Please print every line of the listing, unchanged.

[Opening DATA EXCERPTS section]

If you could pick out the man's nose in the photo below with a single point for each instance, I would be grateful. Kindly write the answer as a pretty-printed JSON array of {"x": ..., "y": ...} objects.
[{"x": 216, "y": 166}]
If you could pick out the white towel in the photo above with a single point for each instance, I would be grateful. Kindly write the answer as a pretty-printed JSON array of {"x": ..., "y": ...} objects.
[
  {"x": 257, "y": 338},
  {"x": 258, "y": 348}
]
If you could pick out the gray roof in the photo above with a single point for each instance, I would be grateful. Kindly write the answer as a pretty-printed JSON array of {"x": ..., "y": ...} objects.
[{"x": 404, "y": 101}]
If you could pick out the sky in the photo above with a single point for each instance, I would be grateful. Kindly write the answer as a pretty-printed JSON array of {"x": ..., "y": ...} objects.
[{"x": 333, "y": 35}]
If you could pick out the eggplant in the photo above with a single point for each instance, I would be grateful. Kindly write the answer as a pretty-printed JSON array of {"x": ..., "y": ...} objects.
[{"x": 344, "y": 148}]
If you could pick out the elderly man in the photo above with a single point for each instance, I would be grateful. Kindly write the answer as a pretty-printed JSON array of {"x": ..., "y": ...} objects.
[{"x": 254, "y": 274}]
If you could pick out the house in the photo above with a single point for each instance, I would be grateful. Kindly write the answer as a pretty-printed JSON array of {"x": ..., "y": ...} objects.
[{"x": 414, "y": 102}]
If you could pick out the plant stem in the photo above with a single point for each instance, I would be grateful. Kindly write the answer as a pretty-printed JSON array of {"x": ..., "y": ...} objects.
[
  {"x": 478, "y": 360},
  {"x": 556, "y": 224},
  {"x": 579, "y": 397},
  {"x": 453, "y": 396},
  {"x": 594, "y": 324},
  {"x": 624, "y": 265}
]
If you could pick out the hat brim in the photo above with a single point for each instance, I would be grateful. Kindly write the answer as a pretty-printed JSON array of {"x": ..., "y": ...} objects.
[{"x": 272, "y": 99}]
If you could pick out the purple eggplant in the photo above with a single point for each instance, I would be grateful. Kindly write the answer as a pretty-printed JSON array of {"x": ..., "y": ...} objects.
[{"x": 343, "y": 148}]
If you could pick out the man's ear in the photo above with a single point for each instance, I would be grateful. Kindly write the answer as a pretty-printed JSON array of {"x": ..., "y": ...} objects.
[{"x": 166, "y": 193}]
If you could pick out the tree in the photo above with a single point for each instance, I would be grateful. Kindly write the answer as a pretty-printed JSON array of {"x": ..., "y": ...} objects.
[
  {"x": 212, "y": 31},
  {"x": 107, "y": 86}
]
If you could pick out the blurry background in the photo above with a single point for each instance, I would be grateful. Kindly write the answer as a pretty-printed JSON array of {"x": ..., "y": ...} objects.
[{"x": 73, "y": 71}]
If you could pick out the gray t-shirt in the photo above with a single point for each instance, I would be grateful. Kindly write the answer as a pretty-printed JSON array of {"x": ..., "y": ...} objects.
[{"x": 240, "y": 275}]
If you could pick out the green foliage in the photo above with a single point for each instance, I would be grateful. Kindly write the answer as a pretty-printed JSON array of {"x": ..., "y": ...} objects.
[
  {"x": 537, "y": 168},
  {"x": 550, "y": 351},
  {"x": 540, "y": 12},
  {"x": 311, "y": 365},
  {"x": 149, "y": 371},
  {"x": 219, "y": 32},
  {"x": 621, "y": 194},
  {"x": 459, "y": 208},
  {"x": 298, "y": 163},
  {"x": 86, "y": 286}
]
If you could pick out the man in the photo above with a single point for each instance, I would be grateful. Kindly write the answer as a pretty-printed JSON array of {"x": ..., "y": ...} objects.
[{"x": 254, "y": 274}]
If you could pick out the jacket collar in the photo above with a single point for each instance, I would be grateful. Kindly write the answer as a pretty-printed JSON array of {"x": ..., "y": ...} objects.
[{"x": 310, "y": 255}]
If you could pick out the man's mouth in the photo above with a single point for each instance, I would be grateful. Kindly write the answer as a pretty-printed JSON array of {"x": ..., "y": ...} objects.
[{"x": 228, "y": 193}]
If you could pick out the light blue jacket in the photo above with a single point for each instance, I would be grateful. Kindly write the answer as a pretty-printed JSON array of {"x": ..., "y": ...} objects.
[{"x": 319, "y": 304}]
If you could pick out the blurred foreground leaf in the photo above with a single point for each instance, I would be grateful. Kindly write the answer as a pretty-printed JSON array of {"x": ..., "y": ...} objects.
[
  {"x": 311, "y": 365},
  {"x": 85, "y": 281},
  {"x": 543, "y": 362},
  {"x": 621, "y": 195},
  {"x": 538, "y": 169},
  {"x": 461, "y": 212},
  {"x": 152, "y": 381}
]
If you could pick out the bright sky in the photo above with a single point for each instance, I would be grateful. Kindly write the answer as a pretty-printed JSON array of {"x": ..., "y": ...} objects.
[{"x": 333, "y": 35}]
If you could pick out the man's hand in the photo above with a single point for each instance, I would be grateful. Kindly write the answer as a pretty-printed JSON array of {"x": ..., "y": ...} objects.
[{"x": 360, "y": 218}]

[Closing DATA EXCERPTS section]

# [PROBLEM SOLUTION]
If you could pick out the man's nose in the photo below with a single point for each instance, I would be grateful. Kindly write the answer as a pretty-printed JSON array of {"x": ..., "y": ...} objects.
[{"x": 216, "y": 166}]
If you could pick out the white towel in the photo above with a single point for each instance, I would be grateful. Kindly write the answer as a pretty-printed JSON array of {"x": ..., "y": ...} objects.
[
  {"x": 257, "y": 338},
  {"x": 258, "y": 348}
]
If you could pick out the gray roof in the photo above with a single point for each instance, I would be grateful. Kindly write the answer as a pretty-printed JSON array of {"x": ..., "y": ...} objects.
[{"x": 404, "y": 101}]
If you could pick out the sky in the photo above with a single point for each instance, I would be grateful. Kindly write the answer as a pretty-printed JSON array of {"x": ..., "y": ...} objects.
[{"x": 333, "y": 35}]
If you could pick out the eggplant in the photo above with a single point for each instance, I would be grateful. Kindly write the answer as a pretty-printed JSON array of {"x": ..., "y": ...} objects.
[{"x": 344, "y": 148}]
If you could pick out the elderly man in the photo above with a single point for each instance, I would be grateful. Kindly write the answer as a pretty-printed JSON array of {"x": ..., "y": ...} objects.
[{"x": 254, "y": 274}]
If you could pick out the house in the photo above with a single point for each instance, I would be grateful. Kindly write the answer as a pretty-printed JSON array of {"x": ..., "y": ...} objects.
[{"x": 414, "y": 102}]
If you could pick out the plant stem in the photo above with a single point for each instance, I would be grateful. Kindly write the answer as a pretty-printed JSON array of {"x": ..., "y": ...} objects.
[
  {"x": 478, "y": 360},
  {"x": 556, "y": 224},
  {"x": 579, "y": 397},
  {"x": 453, "y": 396},
  {"x": 594, "y": 324},
  {"x": 624, "y": 265}
]
If you could pick out the hat brim in the photo above with a single point for each instance, I would be grateful. Kindly write the answer as a pretty-printed JSON array of {"x": ..., "y": ...} objects.
[{"x": 272, "y": 99}]
If you could pick out the purple eggplant in the photo above with a single point for each instance, I would be grateful. Kindly write the answer as a pretty-printed JSON array of {"x": ..., "y": ...} objects.
[{"x": 343, "y": 148}]
If you could pick out the man's ear in the photo above with a single point for each instance, I would be grateful. Kindly write the answer as a pretty-printed JSON array of {"x": ..., "y": ...} objects.
[{"x": 166, "y": 193}]
If you could pick out the tree in the photo above with a single point for each instance, I would be grateful. Kindly write the answer as a pretty-printed JSON array of {"x": ..., "y": ...} objects.
[
  {"x": 212, "y": 31},
  {"x": 107, "y": 86}
]
If you could pick out the blurry background in the photo above with a single point for each instance, I would be grateful. Kindly write the answer as a pretty-printed JSON array of {"x": ..., "y": ...} objects.
[{"x": 73, "y": 71}]
If you could pick out the gray t-shirt in the photo above with a single point for each instance, I would be grateful. Kindly write the answer as a pretty-printed JSON array of {"x": ..., "y": ...} objects.
[{"x": 240, "y": 275}]
If you could pick out the green foliage in the photo above with a single point for each instance, I would be grateful. Kindly write the answer as a pretty-printed JSON array of {"x": ..., "y": ...} objects.
[
  {"x": 537, "y": 168},
  {"x": 550, "y": 351},
  {"x": 540, "y": 12},
  {"x": 311, "y": 365},
  {"x": 149, "y": 371},
  {"x": 219, "y": 32},
  {"x": 621, "y": 194},
  {"x": 459, "y": 208},
  {"x": 298, "y": 163},
  {"x": 86, "y": 286}
]
If you could pick out the man in the photo above with a single point for each instance, I would be grateful. Kindly write the answer as a pretty-printed JSON array of {"x": ..., "y": ...} objects.
[{"x": 254, "y": 274}]
If you could pick out the jacket collar in the photo above with a single point for each instance, I would be grateful. Kindly write the answer as a pretty-printed JSON array of {"x": ..., "y": ...} objects.
[{"x": 310, "y": 255}]
If you could pick out the man's mouth in the photo above with a single point for each instance, I would be grateful. Kindly write the answer as a pretty-printed JSON array of {"x": ..., "y": ...} objects.
[{"x": 228, "y": 193}]
If you could pick out the light blue jacket in the photo above with a single point for each instance, I would be grateful. Kindly write the answer as a pretty-printed JSON array of {"x": ..., "y": ...} objects.
[{"x": 319, "y": 304}]
If you could pick out the blurred foreground leaf in the photo above with a single point for each instance, I would be grateful. Kindly write the answer as a pretty-printed JSON array of {"x": ..., "y": ...} objects.
[
  {"x": 311, "y": 365},
  {"x": 85, "y": 281},
  {"x": 543, "y": 362},
  {"x": 621, "y": 195},
  {"x": 538, "y": 169},
  {"x": 461, "y": 212},
  {"x": 152, "y": 381}
]
If you could pick out the bright sky in the photo above with a single point for each instance, I would be grateful. Kindly write the answer as a pretty-printed JSON array of {"x": ..., "y": ...} objects.
[{"x": 333, "y": 35}]
If you could pick out the man's hand in the photo above with a single point for each instance, I would be grateful. Kindly write the answer as a pretty-printed JSON array of {"x": ..., "y": ...} objects.
[{"x": 360, "y": 218}]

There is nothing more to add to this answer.